> [WRITTEN PROBLEM 1] Reproduce the listing starting at its first line and ending at the line that contains "<point>221,131</point>", with both of those lines included.

> [TEXT SHOWN]
══════════

This is the Fourteenth Foundation Day Address and it falls to my lot to deliver it – perhaps the last of such addresses from me, for this body is getting old; but we have now good counselors on our Managing Committee, good helpers and servers on our staff, and friends in many parts of the world. The seed sown on the 11th of August 1945 has grown into a sturdy tree, capable of giving shade and shelter to many. For this, a word of thanks must go to our workers and colleagues, the foremost among whom was our never-to-be-forgotten helper, Dr. L. S. Doraiswamy.

My mind’s eye has roved over several fields, seeking an appropriate subject for this year’s Foundation Day Address. The Cycle of Necessity, called by the Greeks kuklos, has brought humanity to a decisive point in its evolution. Vishnu’s Chakra, which points to humanity’s march of progress, also expresses the same very important truth. A quiet study of the Cycle of Human Unfoldment convinces us – will, we feel sure, convince any dispassionate student who looks into this problem – that the hand of the Clock of Karma points to the dawn of the emergence of man, qua man, man the individual, the Common Man. That expression, however, is often wrongly used, for what we mean by ”the Common Man” is man in possession of a power common to all. That is, every man, every woman, every child who comes into this world by the gateway of birth with the Light Supernal which lightenth him or her.

Through centuries and yugas man has been learning the lessons of life through the avenues of dependence and conflict – dependence on others and conflict with others. The great saying of the Mighty Lawgiver Manu, that ”Self-dependence is Happiness, other-dependence is Misery,” has been applied in different senses in different eras. Thus, in our political struggle for India’s freedom this saying was used by some of us who belonged to the Home Rule League. We explained how Self-rule, the rule of India by Indians, would be happiness, while British Rule brought us the misery of other-dependence.

With India’s winning of political sovereignty a new era commenced and the world also has reached, in its life-movement, a new day. It is the yuga when each human being has to learn Self-dependence, so that he is not dependent on other men, on his Government or political party, on social servants, or on other similar factors. To face difficulties, to unfold resourcefulness, to learn to stand on our own feet, to earn our bread by the sweat of our brow – all this takes us away from abject dependence on others, frees us from enslavement of every kind. This idea we should try to propagate and to popularize in the Indian Institute of World Culture
.
We speak of Self-dependence. But dependence on which self ? We have the selfish self of passion and anger and greed – the egotistic self whose will is ruled by pride. It is not dependence on that lower or carnal self which Manu recommends. He refers to the One Eternal Self, the Great Self, the Mahat-Atman whose ray abides in the heart of each, and which is the Divine Self of every man. However fallen a person may be, the Light of Divinity is there within him. Within the skin of the leper a God sits; every sinner is a potential saint; every ignoramus of today is a Sage of tomorrow.

══════════

> [WRITTEN PROBLEM 2] Who does the Foundation Day address name as the foremost among its workers and colleagues?

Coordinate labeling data
══════════

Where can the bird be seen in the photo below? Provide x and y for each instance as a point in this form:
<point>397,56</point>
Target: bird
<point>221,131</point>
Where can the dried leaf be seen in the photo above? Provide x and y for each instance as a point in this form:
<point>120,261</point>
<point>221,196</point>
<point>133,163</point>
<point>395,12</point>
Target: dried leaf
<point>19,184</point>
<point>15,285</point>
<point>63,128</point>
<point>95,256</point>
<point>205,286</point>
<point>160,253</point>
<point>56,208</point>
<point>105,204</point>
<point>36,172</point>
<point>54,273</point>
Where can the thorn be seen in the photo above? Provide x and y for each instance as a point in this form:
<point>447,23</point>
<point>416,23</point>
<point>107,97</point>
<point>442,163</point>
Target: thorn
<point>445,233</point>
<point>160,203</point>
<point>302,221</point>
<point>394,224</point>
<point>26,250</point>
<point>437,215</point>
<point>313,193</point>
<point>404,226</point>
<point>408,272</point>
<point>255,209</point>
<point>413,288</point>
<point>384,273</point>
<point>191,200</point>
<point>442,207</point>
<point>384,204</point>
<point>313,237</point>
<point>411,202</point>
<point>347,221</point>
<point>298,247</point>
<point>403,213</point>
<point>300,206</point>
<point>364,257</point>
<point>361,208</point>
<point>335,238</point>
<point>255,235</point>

══════════

> [WORKED ANSWER 1]
Where can the bird be seen in the photo below? Provide x and y for each instance as a point in this form:
<point>397,56</point>
Target: bird
<point>221,131</point>

> [WORKED ANSWER 2] Dr. L. S. Doraiswamy